● **Problem**
Below are some records; output exactly the lines from the line with "form | each point like <point>260,568</point>" to the line with "wanted | a pin on every instance of the black", both ends kept, and nothing more.

● **Provided information**
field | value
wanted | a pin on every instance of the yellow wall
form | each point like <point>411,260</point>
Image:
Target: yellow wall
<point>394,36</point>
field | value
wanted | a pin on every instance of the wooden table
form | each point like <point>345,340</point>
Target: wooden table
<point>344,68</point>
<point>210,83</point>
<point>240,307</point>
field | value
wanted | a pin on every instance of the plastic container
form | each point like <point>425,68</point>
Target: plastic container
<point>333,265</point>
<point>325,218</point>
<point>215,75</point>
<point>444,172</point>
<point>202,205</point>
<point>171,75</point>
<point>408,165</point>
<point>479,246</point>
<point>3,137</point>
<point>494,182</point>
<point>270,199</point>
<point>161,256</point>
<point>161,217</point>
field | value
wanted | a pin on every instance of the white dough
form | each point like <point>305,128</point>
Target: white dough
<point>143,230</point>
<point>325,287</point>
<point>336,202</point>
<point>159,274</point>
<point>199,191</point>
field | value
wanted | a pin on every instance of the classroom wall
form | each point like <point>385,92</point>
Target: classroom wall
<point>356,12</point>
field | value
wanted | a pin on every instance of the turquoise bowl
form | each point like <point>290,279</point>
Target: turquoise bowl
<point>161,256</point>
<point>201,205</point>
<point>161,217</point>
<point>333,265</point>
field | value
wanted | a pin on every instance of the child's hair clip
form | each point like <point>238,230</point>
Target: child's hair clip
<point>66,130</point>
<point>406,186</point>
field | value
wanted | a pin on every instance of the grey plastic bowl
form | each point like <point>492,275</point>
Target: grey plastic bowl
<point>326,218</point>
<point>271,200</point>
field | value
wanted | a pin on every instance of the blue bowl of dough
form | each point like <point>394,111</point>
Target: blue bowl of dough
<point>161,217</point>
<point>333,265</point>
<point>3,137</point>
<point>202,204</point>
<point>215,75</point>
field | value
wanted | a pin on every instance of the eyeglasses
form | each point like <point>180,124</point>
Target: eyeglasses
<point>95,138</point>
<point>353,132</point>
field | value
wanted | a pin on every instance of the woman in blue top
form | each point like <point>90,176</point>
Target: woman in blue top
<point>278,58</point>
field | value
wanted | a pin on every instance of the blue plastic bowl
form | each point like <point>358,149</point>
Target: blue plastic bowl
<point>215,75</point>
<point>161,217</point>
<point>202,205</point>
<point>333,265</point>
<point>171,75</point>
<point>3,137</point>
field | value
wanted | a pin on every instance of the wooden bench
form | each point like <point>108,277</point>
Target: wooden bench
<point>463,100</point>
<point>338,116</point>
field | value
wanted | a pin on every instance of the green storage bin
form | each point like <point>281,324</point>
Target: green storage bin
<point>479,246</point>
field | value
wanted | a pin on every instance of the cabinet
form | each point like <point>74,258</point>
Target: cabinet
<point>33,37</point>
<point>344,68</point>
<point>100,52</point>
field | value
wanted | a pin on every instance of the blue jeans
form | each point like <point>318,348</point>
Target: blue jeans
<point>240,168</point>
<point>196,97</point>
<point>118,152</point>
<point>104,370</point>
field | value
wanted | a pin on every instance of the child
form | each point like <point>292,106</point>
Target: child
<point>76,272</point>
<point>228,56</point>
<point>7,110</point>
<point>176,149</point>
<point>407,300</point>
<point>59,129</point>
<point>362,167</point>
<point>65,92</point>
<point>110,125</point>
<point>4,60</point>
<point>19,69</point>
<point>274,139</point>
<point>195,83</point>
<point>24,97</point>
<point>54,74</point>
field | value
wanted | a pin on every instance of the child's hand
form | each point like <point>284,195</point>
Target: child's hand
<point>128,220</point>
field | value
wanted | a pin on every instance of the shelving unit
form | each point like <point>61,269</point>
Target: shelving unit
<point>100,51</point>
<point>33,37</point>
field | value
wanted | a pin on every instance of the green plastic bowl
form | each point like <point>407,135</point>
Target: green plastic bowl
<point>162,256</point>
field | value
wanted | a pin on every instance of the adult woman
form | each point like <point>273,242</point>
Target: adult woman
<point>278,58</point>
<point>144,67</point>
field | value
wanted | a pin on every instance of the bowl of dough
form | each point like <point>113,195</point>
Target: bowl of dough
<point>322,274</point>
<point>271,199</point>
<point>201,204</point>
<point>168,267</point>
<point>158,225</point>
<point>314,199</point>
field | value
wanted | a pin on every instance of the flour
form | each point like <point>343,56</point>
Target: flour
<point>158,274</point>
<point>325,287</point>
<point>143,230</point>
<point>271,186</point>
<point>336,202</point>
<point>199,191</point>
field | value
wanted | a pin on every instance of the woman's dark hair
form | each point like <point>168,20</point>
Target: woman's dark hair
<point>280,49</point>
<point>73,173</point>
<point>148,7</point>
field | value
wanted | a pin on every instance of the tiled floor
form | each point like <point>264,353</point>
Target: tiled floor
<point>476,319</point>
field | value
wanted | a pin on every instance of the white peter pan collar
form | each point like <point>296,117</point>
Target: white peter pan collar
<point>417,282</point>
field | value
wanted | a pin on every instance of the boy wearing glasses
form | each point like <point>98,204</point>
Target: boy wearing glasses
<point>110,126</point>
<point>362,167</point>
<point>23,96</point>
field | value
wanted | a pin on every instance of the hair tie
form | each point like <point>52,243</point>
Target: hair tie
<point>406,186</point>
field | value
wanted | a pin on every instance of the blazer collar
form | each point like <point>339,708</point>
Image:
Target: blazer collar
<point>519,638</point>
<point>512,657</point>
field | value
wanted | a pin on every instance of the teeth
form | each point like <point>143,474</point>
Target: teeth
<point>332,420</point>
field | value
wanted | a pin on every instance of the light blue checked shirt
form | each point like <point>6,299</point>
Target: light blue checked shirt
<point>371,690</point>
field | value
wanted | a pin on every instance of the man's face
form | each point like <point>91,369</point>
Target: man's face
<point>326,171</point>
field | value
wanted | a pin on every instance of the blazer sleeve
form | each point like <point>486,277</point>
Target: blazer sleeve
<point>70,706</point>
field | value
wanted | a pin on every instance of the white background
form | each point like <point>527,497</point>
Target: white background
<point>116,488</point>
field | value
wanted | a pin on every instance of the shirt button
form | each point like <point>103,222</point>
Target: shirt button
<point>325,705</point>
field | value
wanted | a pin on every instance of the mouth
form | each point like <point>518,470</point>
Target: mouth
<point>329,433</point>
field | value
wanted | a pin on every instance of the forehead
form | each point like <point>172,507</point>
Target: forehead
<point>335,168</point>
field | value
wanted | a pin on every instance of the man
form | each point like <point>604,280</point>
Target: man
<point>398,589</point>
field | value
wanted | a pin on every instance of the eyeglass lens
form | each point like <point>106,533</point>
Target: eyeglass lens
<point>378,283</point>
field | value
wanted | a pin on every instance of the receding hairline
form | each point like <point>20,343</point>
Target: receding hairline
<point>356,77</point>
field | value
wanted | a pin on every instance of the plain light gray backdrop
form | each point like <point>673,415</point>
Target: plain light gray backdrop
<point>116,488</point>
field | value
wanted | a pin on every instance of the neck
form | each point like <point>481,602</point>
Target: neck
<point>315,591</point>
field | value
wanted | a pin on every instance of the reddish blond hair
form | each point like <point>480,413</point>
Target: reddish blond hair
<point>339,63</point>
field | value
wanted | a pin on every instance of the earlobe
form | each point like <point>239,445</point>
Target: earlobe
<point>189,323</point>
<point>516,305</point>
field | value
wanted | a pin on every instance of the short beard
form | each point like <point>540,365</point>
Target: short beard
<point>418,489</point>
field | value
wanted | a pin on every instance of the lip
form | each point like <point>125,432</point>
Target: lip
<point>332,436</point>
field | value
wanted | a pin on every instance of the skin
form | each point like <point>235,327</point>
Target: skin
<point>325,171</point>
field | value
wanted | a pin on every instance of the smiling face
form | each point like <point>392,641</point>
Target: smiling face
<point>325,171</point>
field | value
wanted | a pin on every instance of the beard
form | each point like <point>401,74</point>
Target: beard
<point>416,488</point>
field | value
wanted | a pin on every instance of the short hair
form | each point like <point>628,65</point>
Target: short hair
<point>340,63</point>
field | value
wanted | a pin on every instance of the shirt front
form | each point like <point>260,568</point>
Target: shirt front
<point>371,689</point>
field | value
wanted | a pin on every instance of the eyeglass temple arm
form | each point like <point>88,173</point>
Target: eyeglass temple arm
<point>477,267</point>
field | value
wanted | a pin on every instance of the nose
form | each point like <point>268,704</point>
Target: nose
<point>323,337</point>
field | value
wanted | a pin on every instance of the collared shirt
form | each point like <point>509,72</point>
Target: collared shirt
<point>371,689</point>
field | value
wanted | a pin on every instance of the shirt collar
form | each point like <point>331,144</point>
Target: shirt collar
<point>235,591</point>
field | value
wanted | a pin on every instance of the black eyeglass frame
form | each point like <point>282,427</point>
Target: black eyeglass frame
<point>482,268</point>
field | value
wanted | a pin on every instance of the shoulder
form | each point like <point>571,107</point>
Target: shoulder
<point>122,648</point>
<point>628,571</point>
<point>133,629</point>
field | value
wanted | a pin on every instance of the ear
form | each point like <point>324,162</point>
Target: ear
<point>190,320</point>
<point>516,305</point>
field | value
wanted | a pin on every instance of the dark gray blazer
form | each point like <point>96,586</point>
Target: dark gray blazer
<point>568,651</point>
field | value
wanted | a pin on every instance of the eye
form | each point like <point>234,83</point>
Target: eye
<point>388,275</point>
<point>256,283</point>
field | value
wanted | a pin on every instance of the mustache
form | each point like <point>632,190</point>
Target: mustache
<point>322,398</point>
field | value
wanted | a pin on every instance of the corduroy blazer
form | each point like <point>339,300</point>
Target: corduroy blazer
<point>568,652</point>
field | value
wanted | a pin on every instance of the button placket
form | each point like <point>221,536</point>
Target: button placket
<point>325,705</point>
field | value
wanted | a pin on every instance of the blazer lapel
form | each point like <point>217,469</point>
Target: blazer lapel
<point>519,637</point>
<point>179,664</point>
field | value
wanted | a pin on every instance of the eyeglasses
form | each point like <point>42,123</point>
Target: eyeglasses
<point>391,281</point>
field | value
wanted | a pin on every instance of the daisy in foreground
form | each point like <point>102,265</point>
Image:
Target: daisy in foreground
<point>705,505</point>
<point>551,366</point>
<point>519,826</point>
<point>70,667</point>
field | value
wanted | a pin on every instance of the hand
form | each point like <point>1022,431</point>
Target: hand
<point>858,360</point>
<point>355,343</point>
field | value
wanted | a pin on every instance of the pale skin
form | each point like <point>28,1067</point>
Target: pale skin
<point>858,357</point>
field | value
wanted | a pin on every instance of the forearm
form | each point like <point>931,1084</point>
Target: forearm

● **Task output**
form | each point like <point>260,568</point>
Target: shirt front
<point>371,689</point>
field | value
wanted | a pin on every instance of the eyeglass temple arm
form | each point like <point>88,173</point>
Target: eyeglass temple arm
<point>477,267</point>
field | value
wanted | a pin on every instance of the nose
form | each point like <point>268,704</point>
Target: nose
<point>323,337</point>
field | value
wanted | a pin on every instance of the collared shirt
form | each point like <point>509,72</point>
Target: collared shirt
<point>371,689</point>
field | value
wanted | a pin on every instance of the shirt collar
form | each point like <point>331,144</point>
Target: shirt collar
<point>235,591</point>
field | value
wanted | a pin on every instance of the black eyeglass frame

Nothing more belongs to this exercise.